» Data provided
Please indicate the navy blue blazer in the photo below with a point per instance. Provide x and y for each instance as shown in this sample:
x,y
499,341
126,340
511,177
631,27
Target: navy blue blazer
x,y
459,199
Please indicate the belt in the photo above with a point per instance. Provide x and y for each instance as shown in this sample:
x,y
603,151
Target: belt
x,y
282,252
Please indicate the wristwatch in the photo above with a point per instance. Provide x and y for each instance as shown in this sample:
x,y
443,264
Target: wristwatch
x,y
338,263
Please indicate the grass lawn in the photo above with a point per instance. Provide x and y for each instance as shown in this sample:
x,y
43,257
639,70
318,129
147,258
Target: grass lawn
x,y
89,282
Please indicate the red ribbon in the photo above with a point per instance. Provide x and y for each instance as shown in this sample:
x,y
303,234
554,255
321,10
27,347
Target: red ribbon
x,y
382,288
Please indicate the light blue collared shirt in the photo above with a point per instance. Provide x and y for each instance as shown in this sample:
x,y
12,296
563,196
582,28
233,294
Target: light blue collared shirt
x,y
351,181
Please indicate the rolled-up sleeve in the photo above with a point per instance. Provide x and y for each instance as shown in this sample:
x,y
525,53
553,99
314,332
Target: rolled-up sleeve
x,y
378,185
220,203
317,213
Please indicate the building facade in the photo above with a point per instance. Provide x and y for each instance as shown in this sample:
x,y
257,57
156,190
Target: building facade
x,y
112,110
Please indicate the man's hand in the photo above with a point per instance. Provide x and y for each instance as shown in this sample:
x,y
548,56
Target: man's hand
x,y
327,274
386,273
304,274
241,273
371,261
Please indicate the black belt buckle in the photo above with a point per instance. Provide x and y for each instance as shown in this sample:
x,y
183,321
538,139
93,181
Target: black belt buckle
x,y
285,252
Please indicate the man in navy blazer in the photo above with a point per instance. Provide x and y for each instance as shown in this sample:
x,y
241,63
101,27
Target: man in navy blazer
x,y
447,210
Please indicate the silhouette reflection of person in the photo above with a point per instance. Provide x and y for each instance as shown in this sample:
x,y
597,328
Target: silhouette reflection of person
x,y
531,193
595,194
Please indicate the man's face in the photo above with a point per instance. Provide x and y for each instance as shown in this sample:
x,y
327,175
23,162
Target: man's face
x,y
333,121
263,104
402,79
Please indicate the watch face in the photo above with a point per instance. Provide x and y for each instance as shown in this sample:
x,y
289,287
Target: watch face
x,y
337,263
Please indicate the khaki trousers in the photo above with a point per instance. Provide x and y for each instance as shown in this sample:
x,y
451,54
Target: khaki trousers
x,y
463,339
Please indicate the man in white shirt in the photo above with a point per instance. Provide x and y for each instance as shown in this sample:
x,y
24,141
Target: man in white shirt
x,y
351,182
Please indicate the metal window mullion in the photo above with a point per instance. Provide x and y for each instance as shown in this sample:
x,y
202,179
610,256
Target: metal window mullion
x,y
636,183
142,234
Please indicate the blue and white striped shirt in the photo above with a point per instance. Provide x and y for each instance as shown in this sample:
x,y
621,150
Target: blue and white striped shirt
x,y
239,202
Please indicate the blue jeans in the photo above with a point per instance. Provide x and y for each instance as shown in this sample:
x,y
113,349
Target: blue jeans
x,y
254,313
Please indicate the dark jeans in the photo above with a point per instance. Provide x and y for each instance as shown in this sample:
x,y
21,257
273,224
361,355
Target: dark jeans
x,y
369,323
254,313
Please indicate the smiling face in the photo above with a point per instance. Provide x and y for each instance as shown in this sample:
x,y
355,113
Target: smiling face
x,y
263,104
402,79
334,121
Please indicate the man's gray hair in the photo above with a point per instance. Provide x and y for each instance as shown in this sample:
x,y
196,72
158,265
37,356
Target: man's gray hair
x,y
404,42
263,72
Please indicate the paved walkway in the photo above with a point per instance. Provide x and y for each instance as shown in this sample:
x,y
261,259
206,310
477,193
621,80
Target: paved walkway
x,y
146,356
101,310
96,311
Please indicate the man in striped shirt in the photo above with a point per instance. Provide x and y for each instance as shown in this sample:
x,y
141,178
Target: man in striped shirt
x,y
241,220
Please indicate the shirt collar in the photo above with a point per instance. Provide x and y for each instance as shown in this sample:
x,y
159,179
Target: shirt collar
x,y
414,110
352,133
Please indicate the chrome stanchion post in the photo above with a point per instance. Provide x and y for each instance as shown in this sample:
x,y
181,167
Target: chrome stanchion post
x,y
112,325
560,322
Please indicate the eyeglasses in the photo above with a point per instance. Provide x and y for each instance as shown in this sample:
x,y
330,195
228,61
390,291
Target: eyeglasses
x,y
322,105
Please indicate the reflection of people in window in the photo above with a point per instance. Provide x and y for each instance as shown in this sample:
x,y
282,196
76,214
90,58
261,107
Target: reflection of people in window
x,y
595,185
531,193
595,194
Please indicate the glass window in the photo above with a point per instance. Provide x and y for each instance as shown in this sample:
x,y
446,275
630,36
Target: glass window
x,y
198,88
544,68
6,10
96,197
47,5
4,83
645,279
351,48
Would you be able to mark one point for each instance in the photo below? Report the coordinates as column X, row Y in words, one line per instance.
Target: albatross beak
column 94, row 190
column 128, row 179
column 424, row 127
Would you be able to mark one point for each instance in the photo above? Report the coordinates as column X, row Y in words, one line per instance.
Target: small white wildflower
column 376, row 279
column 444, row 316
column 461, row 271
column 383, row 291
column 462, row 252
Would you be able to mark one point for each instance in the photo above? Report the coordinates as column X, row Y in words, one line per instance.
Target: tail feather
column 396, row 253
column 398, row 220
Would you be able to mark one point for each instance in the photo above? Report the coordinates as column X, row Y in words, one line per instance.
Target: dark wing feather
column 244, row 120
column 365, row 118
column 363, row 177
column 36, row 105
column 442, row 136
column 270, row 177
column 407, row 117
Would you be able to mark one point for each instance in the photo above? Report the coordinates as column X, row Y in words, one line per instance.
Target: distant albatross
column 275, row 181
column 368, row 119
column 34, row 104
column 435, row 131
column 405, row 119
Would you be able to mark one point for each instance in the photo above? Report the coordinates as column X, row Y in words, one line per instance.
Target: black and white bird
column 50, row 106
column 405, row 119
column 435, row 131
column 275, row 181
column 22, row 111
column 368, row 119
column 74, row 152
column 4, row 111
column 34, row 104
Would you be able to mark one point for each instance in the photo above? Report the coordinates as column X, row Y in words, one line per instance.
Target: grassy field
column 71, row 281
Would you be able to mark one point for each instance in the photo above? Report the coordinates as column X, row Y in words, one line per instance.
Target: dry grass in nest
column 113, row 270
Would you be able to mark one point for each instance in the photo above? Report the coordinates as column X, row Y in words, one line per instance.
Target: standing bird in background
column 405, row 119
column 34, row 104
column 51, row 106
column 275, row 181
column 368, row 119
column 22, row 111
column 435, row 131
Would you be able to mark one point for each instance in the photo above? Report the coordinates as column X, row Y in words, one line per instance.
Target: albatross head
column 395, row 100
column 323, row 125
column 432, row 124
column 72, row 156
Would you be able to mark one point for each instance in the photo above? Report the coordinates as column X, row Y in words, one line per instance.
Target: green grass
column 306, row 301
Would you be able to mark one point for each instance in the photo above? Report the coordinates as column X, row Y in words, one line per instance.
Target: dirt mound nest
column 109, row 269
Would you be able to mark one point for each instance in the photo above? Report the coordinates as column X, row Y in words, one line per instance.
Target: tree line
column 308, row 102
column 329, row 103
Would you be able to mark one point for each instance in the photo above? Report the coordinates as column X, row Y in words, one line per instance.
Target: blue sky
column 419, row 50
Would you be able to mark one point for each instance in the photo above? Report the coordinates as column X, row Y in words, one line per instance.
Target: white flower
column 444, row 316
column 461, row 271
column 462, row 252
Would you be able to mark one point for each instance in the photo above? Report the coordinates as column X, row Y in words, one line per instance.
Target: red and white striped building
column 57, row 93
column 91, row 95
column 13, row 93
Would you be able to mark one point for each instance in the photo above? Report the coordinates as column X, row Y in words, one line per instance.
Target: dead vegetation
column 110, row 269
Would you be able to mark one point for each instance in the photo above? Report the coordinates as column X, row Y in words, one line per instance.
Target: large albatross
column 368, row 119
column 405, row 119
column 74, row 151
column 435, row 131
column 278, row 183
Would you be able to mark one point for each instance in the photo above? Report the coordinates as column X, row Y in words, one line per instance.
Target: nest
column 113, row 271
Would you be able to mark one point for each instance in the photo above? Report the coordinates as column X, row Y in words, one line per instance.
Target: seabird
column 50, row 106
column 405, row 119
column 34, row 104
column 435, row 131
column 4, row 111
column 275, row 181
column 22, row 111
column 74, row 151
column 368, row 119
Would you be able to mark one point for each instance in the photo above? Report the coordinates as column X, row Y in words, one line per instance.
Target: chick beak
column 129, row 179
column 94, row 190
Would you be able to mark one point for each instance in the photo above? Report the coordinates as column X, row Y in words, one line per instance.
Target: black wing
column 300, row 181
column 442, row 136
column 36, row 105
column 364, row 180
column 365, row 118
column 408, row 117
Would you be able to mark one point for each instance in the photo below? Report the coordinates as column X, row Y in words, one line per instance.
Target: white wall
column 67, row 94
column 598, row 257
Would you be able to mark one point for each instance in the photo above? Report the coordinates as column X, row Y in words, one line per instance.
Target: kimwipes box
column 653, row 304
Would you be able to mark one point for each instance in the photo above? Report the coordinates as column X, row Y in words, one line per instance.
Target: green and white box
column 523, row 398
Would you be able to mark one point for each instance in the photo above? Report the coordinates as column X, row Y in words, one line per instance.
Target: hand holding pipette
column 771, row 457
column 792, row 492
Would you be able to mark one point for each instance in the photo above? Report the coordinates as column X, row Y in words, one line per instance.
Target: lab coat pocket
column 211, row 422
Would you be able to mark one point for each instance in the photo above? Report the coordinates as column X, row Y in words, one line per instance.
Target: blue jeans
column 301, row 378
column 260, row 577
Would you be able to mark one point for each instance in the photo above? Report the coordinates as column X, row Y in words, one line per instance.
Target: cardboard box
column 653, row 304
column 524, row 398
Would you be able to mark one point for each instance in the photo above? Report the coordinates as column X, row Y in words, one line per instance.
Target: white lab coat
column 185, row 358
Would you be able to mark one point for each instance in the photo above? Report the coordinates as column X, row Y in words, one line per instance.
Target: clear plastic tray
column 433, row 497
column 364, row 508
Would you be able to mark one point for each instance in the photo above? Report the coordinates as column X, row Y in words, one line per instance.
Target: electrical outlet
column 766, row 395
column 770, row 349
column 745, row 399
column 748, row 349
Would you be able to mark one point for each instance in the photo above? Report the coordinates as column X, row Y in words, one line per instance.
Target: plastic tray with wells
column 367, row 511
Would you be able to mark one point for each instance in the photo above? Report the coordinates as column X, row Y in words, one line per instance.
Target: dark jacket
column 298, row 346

» What is required
How many lines of the records above contain the word "metal"? Reply with the number only.

» Reply to the exercise
2